++++ Aangeleverde gegevens
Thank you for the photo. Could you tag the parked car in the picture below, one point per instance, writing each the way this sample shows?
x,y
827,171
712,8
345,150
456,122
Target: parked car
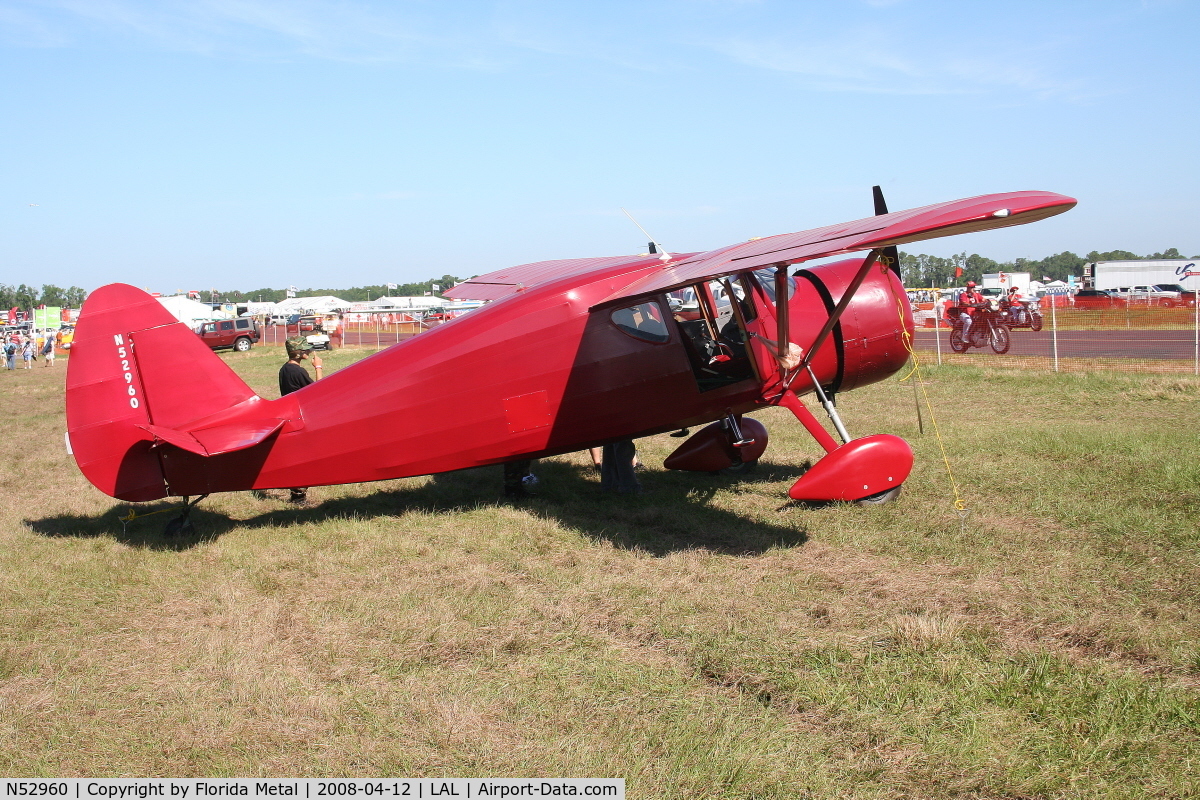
x,y
1098,299
238,334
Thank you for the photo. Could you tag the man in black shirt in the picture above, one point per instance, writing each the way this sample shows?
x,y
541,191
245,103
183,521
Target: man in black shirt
x,y
293,377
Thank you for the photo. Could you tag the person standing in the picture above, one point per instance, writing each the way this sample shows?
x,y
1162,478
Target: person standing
x,y
48,348
969,304
617,468
293,377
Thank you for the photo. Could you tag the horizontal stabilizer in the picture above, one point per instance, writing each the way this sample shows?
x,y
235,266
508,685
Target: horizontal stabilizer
x,y
220,439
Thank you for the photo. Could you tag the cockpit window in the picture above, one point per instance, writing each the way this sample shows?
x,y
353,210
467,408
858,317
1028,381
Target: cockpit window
x,y
643,322
766,278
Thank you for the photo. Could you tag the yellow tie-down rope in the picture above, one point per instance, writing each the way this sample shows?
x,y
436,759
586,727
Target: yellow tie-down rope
x,y
960,505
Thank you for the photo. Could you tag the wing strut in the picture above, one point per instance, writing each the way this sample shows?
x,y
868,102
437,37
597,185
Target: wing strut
x,y
891,251
868,263
781,308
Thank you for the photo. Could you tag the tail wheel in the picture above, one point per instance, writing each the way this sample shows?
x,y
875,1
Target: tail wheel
x,y
1000,340
880,499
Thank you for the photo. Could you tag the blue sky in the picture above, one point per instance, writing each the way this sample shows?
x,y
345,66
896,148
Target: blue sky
x,y
333,143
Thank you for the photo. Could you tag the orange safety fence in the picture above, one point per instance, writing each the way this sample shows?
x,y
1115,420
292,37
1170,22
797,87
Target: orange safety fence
x,y
1135,337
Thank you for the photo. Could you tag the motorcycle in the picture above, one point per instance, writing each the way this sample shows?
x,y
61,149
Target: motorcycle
x,y
988,328
1025,313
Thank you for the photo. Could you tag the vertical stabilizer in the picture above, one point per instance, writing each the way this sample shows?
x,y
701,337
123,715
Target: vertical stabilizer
x,y
133,366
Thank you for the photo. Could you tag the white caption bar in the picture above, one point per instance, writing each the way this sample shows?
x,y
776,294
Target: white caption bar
x,y
313,788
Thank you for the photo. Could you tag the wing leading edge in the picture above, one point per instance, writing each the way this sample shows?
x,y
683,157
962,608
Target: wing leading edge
x,y
970,215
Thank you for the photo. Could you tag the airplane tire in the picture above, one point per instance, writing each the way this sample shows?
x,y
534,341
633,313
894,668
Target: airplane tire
x,y
743,468
880,498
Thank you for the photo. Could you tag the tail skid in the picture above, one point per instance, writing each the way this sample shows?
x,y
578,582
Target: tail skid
x,y
137,379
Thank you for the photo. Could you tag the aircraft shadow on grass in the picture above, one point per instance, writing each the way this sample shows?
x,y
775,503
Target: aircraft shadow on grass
x,y
675,512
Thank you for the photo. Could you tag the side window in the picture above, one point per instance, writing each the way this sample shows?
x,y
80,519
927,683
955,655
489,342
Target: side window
x,y
766,280
642,322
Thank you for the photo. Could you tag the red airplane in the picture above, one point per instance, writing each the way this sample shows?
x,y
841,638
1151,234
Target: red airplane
x,y
568,355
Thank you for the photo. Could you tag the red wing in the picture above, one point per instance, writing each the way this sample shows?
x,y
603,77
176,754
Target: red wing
x,y
983,212
898,228
502,283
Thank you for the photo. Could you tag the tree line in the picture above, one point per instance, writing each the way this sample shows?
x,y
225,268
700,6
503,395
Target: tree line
x,y
29,298
936,271
917,270
355,294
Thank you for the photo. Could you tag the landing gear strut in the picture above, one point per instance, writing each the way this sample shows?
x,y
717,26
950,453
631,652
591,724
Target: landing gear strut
x,y
181,525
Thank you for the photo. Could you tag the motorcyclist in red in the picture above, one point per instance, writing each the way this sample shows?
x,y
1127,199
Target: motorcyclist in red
x,y
1013,302
970,301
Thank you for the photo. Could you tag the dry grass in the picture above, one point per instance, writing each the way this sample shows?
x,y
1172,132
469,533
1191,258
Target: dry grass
x,y
701,642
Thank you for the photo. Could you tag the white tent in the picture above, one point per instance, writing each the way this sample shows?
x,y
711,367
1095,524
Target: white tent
x,y
189,311
429,301
322,305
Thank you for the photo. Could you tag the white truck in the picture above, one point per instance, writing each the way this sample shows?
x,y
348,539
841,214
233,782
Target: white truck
x,y
1167,283
1001,282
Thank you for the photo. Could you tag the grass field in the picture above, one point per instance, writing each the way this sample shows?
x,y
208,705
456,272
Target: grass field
x,y
701,641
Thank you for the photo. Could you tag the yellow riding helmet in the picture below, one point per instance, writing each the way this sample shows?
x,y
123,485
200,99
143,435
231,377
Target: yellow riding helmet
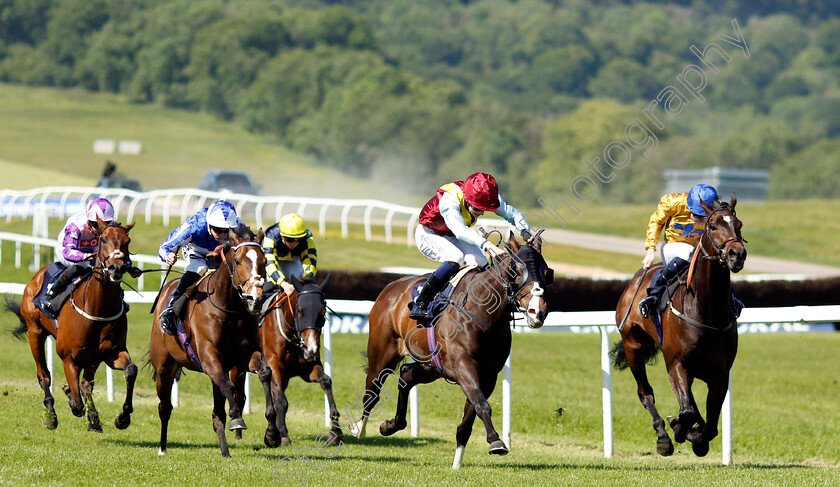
++++++++
**Korte opdracht**
Hernoem in alle records "Target" naar "Object" en neem de records verder ongewijzigd over. Laat de afbeeldingen in je antwoord weg.

**Uitgewerkt antwoord**
Thank you for the photo. Could you tag the parked car in the picture below, one point per instance, writing each the way this sample shows?
x,y
827,171
712,8
345,150
456,122
Object: parked car
x,y
1098,299
238,334
Thank you for the photo. Could you tag the man in black shirt in the picture above, one point per instance, writing each the way this sample shows?
x,y
541,191
245,103
183,521
Object: man in black shirt
x,y
293,377
Thank you for the photo. Could you tag the person standing in the picture above, one point per instance, writing each the way this sample shows?
x,y
1162,478
Object: person standing
x,y
48,348
969,304
617,468
293,377
Thank you for the photo. Could you tag the horizontal stabilizer in the picture above, one point per instance, writing each the way this sample shows?
x,y
235,266
508,685
Object: horizontal stabilizer
x,y
220,439
Thank you for the photo. Could you tag the cockpit window in the picture above, one point per instance, writing each the way this sample shows?
x,y
353,210
467,408
858,317
1028,381
Object: cockpit window
x,y
643,322
766,278
Thank you for the photo. Could you tag the yellow tie-down rope in the picture above, one point per instance, writing each the way this sample shows?
x,y
436,759
586,727
Object: yellow tie-down rope
x,y
960,505
Thank you for the photo. Could you tag the wing strut in the picture above, one point per instance, writing each the way this sample shows?
x,y
868,102
437,37
597,185
Object: wing strut
x,y
891,251
868,263
781,308
Thank you for the photo. Could you tag the tail wheel in the picture above, one point per instance, writing each the way this sample shows?
x,y
875,1
Object: tail wheel
x,y
1000,340
880,499
Thank you for the photo. Could you tag the blue sky in the picture above, one point per instance, writing each the way this sample shows?
x,y
345,66
896,148
Object: blue sky
x,y
333,143
Thank you for the photo. Could you tag the orange safety fence in the picture above, one point per instance, writing each the way this sample shows?
x,y
1115,420
292,37
1170,22
797,87
Object: orange safety fence
x,y
1135,337
Thank you for the photo. Could you tag the motorcycle in the picture above, one point per instance, writing each the way this sample shows?
x,y
61,149
Object: motorcycle
x,y
988,328
1025,313
Thank you for the photo. Could you tag the vertical stabilizer in the picture above, one point per instance, writing each the way this sample shows?
x,y
701,337
123,715
Object: vertical stabilizer
x,y
133,366
Thank you for the photo. Could you tag the white caption bar in the picture above, one point per instance, writing each the way this sample shows?
x,y
776,294
Object: white caption bar
x,y
313,788
Thank you for the photo. Could you tag the wing leading edge in the picture above, one point per instance, writing each the way this sample shows?
x,y
683,157
962,608
Object: wing leading edge
x,y
970,215
Thank you for the photo. Could you tag the airplane tire in the picture above, one point per instance, writing each the way this sample shows?
x,y
534,341
633,313
894,668
Object: airplane tire
x,y
743,468
880,498
Thank you for the photo. Could you tag the tail skid in the picture above, one point per instance, writing each the way this sample shows?
x,y
578,582
Object: tail skid
x,y
137,379
Thank you for the photo. Could you tag the aircraft shadow on grass in the picture above, one point per instance, writing each the way this sample shows?
x,y
775,503
Object: aircraft shadow on grass
x,y
675,512
Thank you for the photo. Could you tag the side window in the picture above, one point per instance, writing each the way this sample shows?
x,y
80,519
927,683
955,655
489,342
Object: side window
x,y
766,280
642,322
Thank you for the photo. Could you tag the red airplane in the picture above, one point per instance, writing each the way this sample shows?
x,y
841,638
1151,234
Object: red airplane
x,y
568,355
Thank you for the photo. Could you tag the red wing in the picture above, one point per instance, writing each the way this sample shows?
x,y
603,77
176,754
Object: red wing
x,y
983,212
898,228
502,283
Thank you for the photo. Could you tag the tree line in the picture above, one point per instance, writing each the way this sample shows?
x,y
225,268
700,6
503,395
Object: tree line
x,y
29,298
936,271
917,270
355,294
Thank you for the photo. Could you tag the landing gear strut in the picture above, one point per instance, writing each the way this sample shows?
x,y
717,26
950,453
631,652
591,724
Object: landing gear strut
x,y
181,525
Thank you for the photo. Could you tag the motorcyclist in red in the picture above, one point per instance, writing each the way this sample shows?
x,y
1127,199
Object: motorcyclist in red
x,y
1013,302
970,301
Thank you for the photo. Could you tag the dry grass in the picture above, one point per instance, writing each the way this sample shows?
x,y
1172,132
469,533
1191,258
Object: dry grass
x,y
701,642
Thank you for the photo. Could you tag the white tent in the picture above, one point per instance, writing each the way this sample shows?
x,y
711,367
1095,524
Object: white tent
x,y
189,311
429,301
322,305
Thank you for the photo. Could you tag the white truck in the picture above, one point per instance, writing each the way this sample shows?
x,y
348,539
841,214
233,782
Object: white truck
x,y
1167,283
1001,282
Thank you for the photo. Could you tag the grass field in the picture above, one point per instance, writing each the way this sample shows?
x,y
208,705
456,272
Object: grass field
x,y
701,641
Thank you for the photo. Could you tag the yellow riding helmet in the picture below, one point per instance, writing each the way this sample shows?
x,y
123,485
200,99
143,435
231,377
Object: yellow riding helmet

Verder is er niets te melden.